Herr Müller, wie beurteilen Sie die aktuelle Lage in der Kulturszene?

Olaf Müller: „Die Lage ist prekär! Für viele Künstlerinnen und Künstler stellt sich die Frage, wie es mit ihrer Existenz weitergeht. Und momentan ist nur ein wenig Licht am Ende des Tunnels zu sehen, obwohl wir langsam aber sicher auf einem guten Weg sind, die absolute Gefahrenzone der Pandemie hinter uns zu lassen.

Klar ist aber auch: Die Digitalisierung ist kein Allheilmittel. Ohne reale Auftritte haben die Künstlerinnen und Künstler langfristig keine Perspektive. Ich bin fasziniert davon, wie kreativ die Künstler bei digitalen Lösungen sind, aber dadurch wird kaum Einkommen generiert.

Der Blick nach Israel beeindruckt mich. Dort begann rasch das das kulturelle und gesellschaftliche Leben, noch bevor die Auseinandersetzungen anfingen. Das hätte Deutschland als Vorbild dienen können.

Wie sieht es bei der heimischen Kulturszene aus?

Olaf Müller: „Die freie Szene war und ist für unkonventionelle Lösungen offen. Sie möchten unbedingt ihre qualitätsvolle Kunst und Kultur präsentieren. In unseren Kultureinrichtungen haben wir sehr ausgeklügelte Hygienemaßnahmen entwickelt, um zum Beispiel die Museen zu öffnen. Daran haben wir sehr lange gearbeitet. Ich habe sehr früh für eine differenzierte Betrachtung der Kunst- und Kulturinstitutionen in der Pandemie plädiert. Ich vermute, dass wir nach der Pandemie nicht mehr die gleiche Kulturlandschaft vorfinden werden.

★ ★ ★ ★ ★

[IHRE AUFGABE]
Was wurde laut Textauszug in den Kultureinrichtungen entwickelt, um etwa die Museen öffnen zu können? Das anschließende Material steht für sich und hat mit dem Textauszug nichts zu tun.

★ ★ ★ ★ ★

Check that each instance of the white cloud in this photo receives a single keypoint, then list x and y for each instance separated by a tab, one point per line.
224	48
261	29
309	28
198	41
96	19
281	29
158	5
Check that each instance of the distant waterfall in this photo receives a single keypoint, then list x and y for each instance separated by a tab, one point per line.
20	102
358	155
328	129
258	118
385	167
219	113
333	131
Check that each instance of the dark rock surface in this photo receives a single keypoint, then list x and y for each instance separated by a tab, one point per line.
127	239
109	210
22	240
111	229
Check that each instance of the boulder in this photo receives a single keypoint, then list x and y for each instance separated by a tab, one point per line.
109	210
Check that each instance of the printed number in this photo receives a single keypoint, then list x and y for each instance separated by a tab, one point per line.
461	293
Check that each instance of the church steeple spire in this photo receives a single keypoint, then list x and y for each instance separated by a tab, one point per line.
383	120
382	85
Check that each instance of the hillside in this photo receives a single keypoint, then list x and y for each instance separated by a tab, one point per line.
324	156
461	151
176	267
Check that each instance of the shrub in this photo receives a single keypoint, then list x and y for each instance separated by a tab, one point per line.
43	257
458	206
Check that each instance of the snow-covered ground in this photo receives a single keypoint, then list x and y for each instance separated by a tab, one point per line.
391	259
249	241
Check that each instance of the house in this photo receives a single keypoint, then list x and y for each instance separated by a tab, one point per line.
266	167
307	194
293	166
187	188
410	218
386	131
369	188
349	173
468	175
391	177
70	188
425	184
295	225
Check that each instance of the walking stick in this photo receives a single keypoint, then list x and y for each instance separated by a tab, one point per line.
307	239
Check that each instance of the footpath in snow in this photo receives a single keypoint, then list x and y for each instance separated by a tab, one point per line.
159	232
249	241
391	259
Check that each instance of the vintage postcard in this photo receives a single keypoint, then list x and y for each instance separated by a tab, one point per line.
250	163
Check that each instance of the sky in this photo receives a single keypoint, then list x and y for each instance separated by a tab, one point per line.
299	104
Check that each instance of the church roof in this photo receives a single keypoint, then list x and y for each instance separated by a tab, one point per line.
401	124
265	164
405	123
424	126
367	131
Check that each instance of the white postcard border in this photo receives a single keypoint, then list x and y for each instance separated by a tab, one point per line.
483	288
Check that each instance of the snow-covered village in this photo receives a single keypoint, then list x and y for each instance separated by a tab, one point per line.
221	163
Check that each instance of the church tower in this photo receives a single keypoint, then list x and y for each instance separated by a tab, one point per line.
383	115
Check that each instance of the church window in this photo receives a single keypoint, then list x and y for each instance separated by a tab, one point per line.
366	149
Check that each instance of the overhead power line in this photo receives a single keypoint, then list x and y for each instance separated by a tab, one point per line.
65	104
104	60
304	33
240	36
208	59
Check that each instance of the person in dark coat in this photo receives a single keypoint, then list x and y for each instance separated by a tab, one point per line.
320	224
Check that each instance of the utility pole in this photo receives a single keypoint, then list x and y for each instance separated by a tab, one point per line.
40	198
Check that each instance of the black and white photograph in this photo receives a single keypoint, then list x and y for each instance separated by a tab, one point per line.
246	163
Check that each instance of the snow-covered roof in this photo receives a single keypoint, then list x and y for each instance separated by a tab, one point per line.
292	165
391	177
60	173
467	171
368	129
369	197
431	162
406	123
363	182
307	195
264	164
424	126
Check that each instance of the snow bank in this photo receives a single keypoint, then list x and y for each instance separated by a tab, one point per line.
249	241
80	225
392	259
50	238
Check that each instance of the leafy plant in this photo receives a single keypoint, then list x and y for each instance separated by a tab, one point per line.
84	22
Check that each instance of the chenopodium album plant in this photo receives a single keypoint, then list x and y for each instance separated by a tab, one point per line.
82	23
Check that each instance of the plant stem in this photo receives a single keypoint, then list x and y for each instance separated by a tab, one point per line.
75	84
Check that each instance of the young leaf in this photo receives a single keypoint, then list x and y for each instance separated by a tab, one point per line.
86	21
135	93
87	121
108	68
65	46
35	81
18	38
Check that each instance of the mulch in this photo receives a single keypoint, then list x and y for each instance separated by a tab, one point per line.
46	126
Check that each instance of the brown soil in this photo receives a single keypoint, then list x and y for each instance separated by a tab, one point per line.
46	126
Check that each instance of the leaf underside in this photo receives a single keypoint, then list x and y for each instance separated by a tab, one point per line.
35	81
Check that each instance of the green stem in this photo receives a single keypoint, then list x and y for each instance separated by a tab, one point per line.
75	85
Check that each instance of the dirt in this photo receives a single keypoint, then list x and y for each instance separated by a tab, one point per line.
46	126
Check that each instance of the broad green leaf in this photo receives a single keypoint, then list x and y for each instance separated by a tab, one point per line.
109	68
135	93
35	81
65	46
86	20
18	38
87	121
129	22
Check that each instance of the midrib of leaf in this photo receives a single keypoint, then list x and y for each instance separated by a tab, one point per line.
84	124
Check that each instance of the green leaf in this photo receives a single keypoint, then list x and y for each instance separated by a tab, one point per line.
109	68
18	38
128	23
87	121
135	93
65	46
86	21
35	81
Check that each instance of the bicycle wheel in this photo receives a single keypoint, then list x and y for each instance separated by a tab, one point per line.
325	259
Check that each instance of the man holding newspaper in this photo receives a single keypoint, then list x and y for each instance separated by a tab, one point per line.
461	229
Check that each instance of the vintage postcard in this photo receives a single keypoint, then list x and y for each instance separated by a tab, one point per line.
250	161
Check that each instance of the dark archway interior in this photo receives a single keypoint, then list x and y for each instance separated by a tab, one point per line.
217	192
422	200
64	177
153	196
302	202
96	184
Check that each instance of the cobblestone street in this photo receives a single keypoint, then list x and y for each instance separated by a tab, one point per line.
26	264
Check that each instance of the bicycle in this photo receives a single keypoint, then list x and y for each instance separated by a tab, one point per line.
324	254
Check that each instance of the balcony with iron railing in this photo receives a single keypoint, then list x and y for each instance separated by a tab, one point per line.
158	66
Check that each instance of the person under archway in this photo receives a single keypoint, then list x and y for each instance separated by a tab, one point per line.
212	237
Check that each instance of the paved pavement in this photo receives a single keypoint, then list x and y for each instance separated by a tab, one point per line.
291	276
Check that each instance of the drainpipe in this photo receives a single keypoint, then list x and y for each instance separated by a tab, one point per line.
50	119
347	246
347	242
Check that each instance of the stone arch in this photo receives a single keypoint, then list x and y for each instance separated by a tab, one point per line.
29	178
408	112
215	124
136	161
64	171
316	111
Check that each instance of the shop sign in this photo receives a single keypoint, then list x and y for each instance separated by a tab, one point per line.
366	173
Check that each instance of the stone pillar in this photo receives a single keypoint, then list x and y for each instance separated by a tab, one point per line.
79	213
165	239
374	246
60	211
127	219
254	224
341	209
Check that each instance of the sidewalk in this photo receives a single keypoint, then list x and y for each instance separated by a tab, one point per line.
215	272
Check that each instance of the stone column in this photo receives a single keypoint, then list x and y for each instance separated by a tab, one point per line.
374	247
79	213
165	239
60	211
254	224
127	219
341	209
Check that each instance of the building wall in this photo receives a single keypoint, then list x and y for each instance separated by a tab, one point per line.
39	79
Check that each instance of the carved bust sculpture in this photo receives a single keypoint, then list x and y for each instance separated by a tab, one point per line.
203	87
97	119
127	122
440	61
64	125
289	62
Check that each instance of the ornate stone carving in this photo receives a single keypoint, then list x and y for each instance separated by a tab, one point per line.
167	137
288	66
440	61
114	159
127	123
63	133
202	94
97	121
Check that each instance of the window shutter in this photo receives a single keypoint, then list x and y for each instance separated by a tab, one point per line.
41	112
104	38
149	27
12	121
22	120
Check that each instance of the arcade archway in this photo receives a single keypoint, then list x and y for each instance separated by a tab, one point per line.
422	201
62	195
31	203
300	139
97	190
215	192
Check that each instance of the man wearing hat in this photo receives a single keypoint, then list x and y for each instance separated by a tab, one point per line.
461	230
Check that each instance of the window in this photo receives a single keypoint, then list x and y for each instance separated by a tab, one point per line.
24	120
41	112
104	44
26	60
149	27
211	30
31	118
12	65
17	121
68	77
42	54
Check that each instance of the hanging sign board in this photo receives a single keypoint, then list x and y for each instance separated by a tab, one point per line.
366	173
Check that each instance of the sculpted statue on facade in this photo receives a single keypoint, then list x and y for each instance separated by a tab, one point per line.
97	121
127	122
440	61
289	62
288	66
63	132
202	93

★ ★ ★ ★ ★

[LÖSUNG]
Sehr ausgeklügelte Hygienemaßnahmen.